## What the exercise asks
Reproduce the listing below line for line, starting at its first line and stopping after the line that contains "Target: tree shadow on lawn".

(Records from a collection)

▬▬▬▬▬▬

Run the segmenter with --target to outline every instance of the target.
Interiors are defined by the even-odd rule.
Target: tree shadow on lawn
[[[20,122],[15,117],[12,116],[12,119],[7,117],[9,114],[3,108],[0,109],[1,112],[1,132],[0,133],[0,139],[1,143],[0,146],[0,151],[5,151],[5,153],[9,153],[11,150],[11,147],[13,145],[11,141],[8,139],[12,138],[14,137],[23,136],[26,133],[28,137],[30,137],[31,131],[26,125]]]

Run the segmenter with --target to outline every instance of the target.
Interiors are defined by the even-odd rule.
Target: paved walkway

▬▬▬▬▬▬

## Full solution
Run the segmenter with --target to outline every instance of the target.
Interiors are defined by the even-odd rule.
Target: tree shadow on lawn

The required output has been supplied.